■ READING PASSAGE
--

Tuesday, July 19th, 2011

snakehead

The Northern Snakehead recently crossed into the Rhode River, marking its first appearance in this part of the Bay. Previously scientists thought the Bay's high salinity would hold them in the Potomac, but influxes of freshwater may have smoothed their way.

On the afternoon of Thursday, July 14th, a team of researchers and interns in SERC’s marine invasions lab went out on a routine seining survey in the Rhode River and returned with a troubling catch: a Northern Snakehead fish.

The Northern Snakehead (Channa argus) is a top-level predator that can consume fish and animals up to a third of its body size. It also has the ability to breathe out of water for up to four days if kept moist, using air chambers above its gills that can act as a primitive lung. (But reports of it walking on land are myths. They can at best wriggle short distances, and only juvenile fish have that ability.) More disturbing, at least to ecologists, is their ability to seriously disrupt the food chain wherever they establish themselves.

Native to China, the Northern Snakehead first appeared in Maryland in 2002, in a Crofton pond about 20 miles east of D.C. Regulators moved quickly to eradicate them, but two years later, they established themselves in the Potomac River. Since snakeheads thrive in freshwater (they typically cannot tolerate salinities higher than 15 parts per thousand), it was thought they would be unable to expand beyond the Potomac. But ecologists suspect an influx of freshwater into Chesapeake Bay could have paved the way for them to leave the Potomac and invade other tributaries, such as the Rhode River.

Important note: It is illegal to own or move a Northern Snakehead in the state of Maryland. If you do catch one, the Department of Natural Resources requests that you promptly dispatch it (freezing recommended) and contact the Maryland or Virginia DNR. Though some also suggest cooking it for dinner.

--

■ TASK GOAL
Copy out the Northern Snakehead article above word for word, from its date line through its final sentence.

--

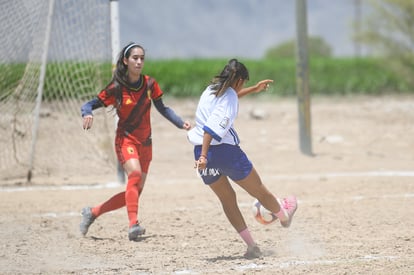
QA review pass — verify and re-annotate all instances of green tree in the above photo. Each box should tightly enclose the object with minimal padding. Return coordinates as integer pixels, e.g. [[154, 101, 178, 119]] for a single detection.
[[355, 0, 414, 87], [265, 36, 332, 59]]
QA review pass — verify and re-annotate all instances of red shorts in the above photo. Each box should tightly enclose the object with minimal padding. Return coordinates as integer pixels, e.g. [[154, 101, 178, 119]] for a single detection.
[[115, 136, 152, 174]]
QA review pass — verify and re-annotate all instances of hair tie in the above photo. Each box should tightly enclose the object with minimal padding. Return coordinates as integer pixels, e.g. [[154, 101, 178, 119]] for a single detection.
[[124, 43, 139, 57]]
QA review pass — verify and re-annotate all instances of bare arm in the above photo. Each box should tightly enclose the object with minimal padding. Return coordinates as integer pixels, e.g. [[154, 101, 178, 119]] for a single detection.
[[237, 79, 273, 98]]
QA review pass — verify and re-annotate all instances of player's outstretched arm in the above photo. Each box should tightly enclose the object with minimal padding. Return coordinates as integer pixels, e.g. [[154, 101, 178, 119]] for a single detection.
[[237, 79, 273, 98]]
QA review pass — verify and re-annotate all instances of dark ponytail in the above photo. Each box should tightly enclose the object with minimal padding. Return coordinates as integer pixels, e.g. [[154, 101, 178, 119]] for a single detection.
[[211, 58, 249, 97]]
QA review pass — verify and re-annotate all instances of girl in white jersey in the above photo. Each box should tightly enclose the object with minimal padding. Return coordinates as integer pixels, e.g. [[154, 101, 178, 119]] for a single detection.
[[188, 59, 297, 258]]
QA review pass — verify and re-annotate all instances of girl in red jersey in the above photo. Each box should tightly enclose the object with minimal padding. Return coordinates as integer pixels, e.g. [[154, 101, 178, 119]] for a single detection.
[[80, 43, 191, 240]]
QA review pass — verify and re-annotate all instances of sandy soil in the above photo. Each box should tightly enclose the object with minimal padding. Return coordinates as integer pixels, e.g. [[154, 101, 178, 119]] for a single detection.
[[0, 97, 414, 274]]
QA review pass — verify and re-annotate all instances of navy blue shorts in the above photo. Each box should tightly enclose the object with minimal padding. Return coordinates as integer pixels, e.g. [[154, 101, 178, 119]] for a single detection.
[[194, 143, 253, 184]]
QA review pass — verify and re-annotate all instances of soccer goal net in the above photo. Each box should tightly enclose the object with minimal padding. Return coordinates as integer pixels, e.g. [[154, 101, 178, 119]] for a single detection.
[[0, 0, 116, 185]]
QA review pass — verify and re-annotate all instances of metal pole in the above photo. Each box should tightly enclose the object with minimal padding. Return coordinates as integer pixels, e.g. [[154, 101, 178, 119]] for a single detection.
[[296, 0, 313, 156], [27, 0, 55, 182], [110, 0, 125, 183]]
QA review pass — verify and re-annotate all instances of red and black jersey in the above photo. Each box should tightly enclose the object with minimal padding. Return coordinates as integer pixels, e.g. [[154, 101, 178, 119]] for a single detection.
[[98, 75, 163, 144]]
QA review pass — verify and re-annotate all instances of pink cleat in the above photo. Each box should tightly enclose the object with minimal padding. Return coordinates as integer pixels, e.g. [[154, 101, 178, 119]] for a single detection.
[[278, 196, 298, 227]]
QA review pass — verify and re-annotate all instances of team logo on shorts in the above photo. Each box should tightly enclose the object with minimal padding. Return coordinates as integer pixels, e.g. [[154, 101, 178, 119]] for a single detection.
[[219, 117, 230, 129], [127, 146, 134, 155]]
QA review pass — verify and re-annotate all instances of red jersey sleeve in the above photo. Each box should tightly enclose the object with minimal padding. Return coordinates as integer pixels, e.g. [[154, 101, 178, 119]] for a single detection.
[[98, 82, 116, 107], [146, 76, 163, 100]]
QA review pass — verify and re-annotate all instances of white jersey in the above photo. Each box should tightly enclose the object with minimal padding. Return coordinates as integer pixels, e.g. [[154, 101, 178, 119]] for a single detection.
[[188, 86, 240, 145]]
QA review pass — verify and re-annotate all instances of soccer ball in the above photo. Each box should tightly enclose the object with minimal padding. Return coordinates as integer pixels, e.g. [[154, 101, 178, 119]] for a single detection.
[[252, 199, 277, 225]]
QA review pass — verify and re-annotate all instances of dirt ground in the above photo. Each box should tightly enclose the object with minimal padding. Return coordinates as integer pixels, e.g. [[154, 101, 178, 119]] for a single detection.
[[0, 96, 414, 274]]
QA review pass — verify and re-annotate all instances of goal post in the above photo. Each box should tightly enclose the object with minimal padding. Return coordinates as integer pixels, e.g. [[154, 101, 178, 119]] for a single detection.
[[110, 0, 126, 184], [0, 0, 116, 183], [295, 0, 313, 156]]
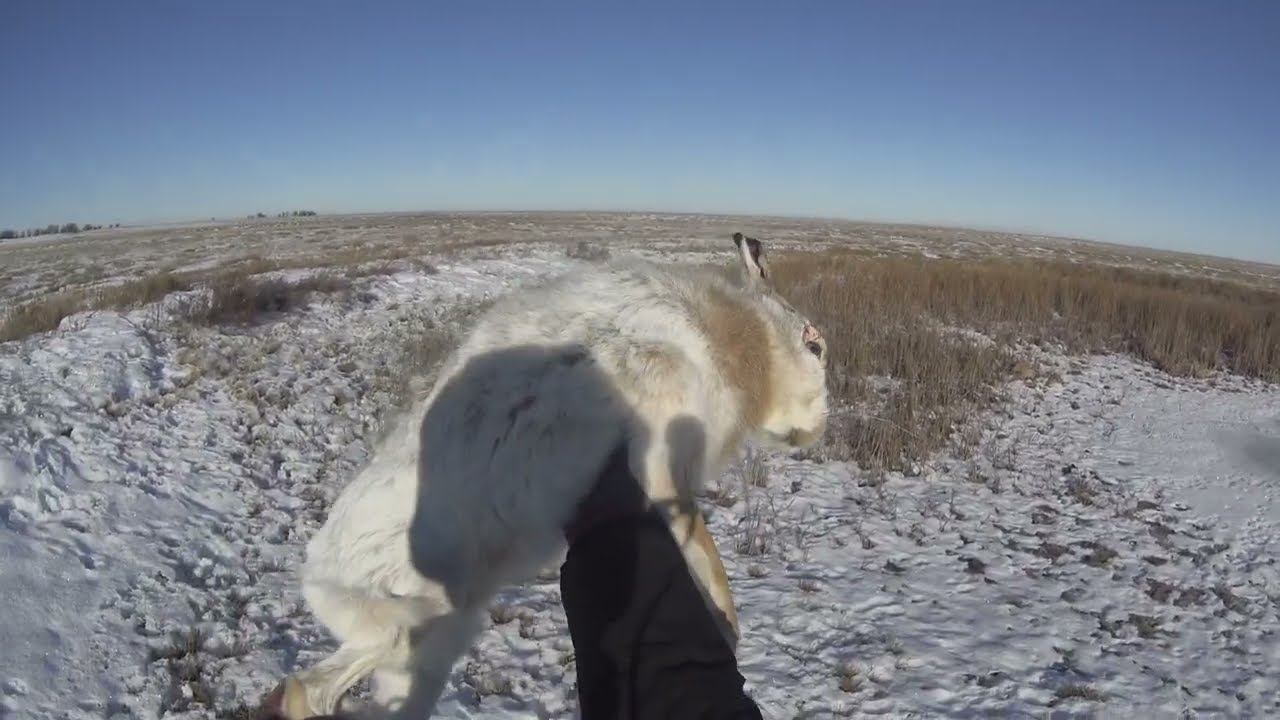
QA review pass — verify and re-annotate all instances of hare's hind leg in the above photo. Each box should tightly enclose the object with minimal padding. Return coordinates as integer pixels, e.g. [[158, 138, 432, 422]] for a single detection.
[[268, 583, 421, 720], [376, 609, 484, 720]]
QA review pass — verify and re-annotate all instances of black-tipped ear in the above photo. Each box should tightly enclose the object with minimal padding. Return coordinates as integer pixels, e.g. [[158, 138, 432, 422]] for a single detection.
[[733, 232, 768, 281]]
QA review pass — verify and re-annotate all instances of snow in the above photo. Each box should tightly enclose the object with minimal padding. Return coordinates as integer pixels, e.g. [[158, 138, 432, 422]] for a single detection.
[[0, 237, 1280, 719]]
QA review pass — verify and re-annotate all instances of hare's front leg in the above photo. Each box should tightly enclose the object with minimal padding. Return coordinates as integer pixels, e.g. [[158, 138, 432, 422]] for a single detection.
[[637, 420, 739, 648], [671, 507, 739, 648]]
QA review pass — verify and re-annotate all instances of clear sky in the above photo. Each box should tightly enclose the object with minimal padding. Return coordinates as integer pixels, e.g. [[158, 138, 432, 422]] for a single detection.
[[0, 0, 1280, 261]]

--

■ RESULT OF THIS EXERCISE
Tuesday, July 19th, 2011

snakehead

The Northern Snakehead recently crossed into the Rhode River, marking its first appearance in this part of the Bay. Previously scientists thought the Bay's high salinity would hold them in the Potomac, but influxes of freshwater may have smoothed their way.

On the afternoon of Thursday, July 14th, a team of researchers and interns in SERC’s marine invasions lab went out on a routine seining survey in the Rhode River and returned with a troubling catch: a Northern Snakehead fish.

The Northern Snakehead (Channa argus) is a top-level predator that can consume fish and animals up to a third of its body size. It also has the ability to breathe out of water for up to four days if kept moist, using air chambers above its gills that can act as a primitive lung. (But reports of it walking on land are myths. They can at best wriggle short distances, and only juvenile fish have that ability.) More disturbing, at least to ecologists, is their ability to seriously disrupt the food chain wherever they establish themselves.

Native to China, the Northern Snakehead first appeared in Maryland in 2002, in a Crofton pond about 20 miles east of D.C. Regulators moved quickly to eradicate them, but two years later, they established themselves in the Potomac River. Since snakeheads thrive in freshwater (they typically cannot tolerate salinities higher than 15 parts per thousand), it was thought they would be unable to expand beyond the Potomac. But ecologists suspect an influx of freshwater into Chesapeake Bay could have paved the way for them to leave the Potomac and invade other tributaries, such as the Rhode River.

Important note: It is illegal to own or move a Northern Snakehead in the state of Maryland. If you do catch one, the Department of Natural Resources requests that you promptly dispatch it (freezing recommended) and contact the Maryland or Virginia DNR. Though some also suggest cooking it for dinner.